= Problem description =
Filter this data down to the lines that hold "ridge", and copy them.

(Records from a data collection)
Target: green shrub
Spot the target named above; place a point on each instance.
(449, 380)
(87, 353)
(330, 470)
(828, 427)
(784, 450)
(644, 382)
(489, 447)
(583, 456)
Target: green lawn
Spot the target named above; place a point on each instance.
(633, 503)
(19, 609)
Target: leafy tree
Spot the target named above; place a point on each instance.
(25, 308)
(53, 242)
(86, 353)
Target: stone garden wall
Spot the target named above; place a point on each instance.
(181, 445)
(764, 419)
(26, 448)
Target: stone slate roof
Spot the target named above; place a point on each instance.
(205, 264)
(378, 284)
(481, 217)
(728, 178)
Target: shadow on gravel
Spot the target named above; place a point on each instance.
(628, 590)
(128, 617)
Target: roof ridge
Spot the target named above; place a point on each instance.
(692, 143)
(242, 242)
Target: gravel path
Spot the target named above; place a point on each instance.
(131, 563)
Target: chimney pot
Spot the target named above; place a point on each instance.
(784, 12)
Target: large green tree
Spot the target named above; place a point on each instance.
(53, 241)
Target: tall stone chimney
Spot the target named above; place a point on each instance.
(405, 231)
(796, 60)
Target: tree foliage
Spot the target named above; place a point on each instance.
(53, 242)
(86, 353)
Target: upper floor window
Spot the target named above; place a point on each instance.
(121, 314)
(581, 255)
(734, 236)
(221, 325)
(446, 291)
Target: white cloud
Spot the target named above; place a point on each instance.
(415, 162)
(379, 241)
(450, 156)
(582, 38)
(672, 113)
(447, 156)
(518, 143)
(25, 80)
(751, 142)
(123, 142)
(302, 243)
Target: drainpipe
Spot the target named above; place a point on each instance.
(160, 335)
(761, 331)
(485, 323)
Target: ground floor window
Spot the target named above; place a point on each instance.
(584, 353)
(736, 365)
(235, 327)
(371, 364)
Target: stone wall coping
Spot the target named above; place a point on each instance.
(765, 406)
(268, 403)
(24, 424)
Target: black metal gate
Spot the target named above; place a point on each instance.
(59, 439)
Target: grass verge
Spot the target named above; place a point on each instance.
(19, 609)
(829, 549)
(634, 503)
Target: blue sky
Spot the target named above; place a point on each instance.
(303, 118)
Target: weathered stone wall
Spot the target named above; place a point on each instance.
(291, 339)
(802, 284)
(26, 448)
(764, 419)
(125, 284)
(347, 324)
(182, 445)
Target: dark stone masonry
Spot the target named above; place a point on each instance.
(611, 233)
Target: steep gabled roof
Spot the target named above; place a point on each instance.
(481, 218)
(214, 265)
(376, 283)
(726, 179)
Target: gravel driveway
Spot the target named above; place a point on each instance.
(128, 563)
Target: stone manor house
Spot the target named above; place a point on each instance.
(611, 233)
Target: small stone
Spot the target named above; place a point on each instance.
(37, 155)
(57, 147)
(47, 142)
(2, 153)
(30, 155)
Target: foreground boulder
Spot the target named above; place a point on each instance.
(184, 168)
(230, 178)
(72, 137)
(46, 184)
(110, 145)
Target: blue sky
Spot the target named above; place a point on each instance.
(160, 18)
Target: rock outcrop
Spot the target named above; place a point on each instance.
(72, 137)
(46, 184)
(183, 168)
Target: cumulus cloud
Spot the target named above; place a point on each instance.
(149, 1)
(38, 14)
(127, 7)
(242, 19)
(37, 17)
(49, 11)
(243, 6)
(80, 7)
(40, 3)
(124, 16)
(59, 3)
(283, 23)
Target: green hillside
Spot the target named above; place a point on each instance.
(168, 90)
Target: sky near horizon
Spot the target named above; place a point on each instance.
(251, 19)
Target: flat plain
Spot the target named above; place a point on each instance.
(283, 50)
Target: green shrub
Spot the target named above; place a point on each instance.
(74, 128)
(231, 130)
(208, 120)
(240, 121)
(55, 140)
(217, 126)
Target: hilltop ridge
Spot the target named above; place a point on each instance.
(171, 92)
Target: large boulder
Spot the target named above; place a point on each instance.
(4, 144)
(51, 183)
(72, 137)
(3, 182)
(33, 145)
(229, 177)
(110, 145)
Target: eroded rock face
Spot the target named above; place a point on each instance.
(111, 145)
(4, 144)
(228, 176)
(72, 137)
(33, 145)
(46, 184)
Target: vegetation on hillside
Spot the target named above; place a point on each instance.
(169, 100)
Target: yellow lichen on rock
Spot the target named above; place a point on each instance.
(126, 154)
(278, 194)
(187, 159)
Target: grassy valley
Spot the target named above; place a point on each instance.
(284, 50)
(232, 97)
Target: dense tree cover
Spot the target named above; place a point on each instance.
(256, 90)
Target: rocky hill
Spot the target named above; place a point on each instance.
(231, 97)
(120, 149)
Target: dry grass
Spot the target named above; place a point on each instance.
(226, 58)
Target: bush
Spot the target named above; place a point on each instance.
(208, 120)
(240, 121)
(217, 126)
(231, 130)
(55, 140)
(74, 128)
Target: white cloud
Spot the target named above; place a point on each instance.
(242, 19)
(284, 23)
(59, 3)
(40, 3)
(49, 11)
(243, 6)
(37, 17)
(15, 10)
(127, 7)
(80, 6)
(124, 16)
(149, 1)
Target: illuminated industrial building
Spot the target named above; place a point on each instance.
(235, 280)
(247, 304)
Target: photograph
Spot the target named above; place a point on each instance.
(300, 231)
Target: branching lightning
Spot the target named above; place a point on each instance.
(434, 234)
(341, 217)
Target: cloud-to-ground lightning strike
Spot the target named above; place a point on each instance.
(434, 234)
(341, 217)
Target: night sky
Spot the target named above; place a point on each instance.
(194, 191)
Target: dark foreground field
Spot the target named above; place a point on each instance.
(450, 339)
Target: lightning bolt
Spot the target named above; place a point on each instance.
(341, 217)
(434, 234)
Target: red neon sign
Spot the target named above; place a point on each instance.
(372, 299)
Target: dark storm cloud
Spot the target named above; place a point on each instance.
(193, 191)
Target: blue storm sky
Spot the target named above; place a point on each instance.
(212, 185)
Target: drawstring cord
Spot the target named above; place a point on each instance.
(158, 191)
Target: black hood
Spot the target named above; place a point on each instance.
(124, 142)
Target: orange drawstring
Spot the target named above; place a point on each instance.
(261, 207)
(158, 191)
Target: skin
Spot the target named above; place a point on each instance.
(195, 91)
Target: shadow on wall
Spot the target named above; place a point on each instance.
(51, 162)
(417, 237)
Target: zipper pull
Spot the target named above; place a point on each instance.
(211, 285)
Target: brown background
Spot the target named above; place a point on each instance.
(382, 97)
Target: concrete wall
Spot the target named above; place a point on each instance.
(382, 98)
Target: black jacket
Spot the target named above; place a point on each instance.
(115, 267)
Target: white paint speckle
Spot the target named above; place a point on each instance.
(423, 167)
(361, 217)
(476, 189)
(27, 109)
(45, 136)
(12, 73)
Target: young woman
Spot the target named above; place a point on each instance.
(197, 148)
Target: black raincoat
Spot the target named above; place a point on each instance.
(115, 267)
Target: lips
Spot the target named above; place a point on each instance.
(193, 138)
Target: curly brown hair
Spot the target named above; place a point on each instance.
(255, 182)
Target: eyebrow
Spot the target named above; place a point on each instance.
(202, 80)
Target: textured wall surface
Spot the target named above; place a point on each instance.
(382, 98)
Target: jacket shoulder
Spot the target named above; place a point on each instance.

= Answer to this exercise =
Target: roof ridge
Target: hilltop ridge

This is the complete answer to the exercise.